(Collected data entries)
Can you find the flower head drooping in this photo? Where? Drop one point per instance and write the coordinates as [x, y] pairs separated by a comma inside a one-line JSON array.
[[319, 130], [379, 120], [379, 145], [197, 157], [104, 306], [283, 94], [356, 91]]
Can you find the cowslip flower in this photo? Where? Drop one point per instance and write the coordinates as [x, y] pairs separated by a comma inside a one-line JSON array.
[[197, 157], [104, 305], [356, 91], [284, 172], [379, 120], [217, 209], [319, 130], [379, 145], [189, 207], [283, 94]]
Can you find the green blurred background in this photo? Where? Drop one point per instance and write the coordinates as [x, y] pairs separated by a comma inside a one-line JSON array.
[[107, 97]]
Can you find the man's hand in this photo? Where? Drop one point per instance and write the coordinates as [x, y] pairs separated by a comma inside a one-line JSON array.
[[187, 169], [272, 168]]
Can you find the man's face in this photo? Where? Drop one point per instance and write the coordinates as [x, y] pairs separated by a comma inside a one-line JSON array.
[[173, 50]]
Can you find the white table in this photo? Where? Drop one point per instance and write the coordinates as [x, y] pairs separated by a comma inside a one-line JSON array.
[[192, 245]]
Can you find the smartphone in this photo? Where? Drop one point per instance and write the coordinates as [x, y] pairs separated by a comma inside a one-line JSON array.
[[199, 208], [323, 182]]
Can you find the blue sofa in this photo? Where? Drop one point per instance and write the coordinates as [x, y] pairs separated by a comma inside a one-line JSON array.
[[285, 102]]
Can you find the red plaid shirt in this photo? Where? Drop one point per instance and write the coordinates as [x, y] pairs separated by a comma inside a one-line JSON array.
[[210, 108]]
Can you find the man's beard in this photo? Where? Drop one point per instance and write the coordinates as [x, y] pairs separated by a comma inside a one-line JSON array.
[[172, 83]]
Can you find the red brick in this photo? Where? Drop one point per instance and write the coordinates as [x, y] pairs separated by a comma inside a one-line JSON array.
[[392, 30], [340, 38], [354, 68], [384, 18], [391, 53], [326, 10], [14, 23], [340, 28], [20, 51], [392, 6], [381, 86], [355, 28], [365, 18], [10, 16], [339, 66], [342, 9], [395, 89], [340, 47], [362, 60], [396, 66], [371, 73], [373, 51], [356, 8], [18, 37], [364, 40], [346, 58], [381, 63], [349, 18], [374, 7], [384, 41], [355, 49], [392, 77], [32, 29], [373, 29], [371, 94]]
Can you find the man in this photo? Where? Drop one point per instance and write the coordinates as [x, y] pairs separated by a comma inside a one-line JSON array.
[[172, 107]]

- [What this task involves]
This calls for all of the entries above, repeated exactly.

- [Result of this exercise]
Can you find the flower head drooping in this photo? Where? Drop one point per instance and write the coordinates as [x, y] pairs separated by a comma inside a one-line JSON array.
[[319, 130], [379, 120], [379, 145], [197, 157], [104, 306], [283, 94], [356, 91]]
Can you find the cowslip flower in this photo? Where? Drop one point per instance and write the coordinates as [x, y] pairs separated by a comma inside a one-line JSON array.
[[197, 157], [104, 305], [356, 91], [284, 172], [379, 120], [217, 209], [319, 130], [379, 145], [189, 207], [283, 94]]
Can you find the green blurred background in this photo? Where? Drop one point per instance and write the coordinates as [x, y] pairs separated by a comma inside a one-line JSON array.
[[107, 97]]
Can you find the man's hand in this photo? Where? Drop one point per instance and write the coordinates as [x, y] pairs separated by a comma inside a one-line JSON array.
[[187, 169], [272, 168]]
Can you find the man's face in this photo? Where? Drop one point per instance and write the coordinates as [x, y] pairs separated by a comma inside a one-line JSON array.
[[173, 50]]
Can you find the white table in this photo? Where? Drop one point per instance and write the coordinates as [x, y] pairs separated by a comma inside a one-line JSON array.
[[192, 245]]
Can you find the smartphone in this photo? Where? Drop one point per instance and write the coordinates as [x, y] pairs separated by a comma inside a one-line JSON array.
[[199, 208], [323, 182]]
Can you find the blue sofa in this photo? Where? Drop one point per instance and write the coordinates as [x, y] pairs separated by a comma inside a one-line JSON array.
[[285, 102]]
Can you find the red plaid shirt in this photo? Where? Drop one point per instance and write the coordinates as [x, y] pairs separated by a comma inside a one-line JSON array.
[[210, 108]]
Can you find the man's beard in this photo? Where? Drop one point per instance and write the coordinates as [x, y] pairs separated by a comma inside a one-line JSON array.
[[172, 83]]
Can you find the red brick in this photo? Where? Drop one point per instance and write the coordinates as [x, y] pairs separated by a comma inside a one-line JSON array.
[[392, 30], [340, 38], [354, 68], [384, 18], [391, 53], [326, 10], [14, 23], [340, 28], [20, 51], [392, 6], [381, 86], [355, 28], [365, 18], [10, 16], [339, 66], [342, 9], [395, 89], [340, 47], [362, 60], [396, 66], [371, 73], [373, 51], [356, 8], [18, 37], [364, 40], [346, 58], [381, 63], [349, 18], [374, 7], [384, 41], [355, 49], [392, 77], [32, 29], [373, 29], [371, 94]]
Can you find the man in this photo? Where? Drop one point per instance and write the coordinates as [x, y] pairs separated by a comma inside a one-line JSON array.
[[172, 107]]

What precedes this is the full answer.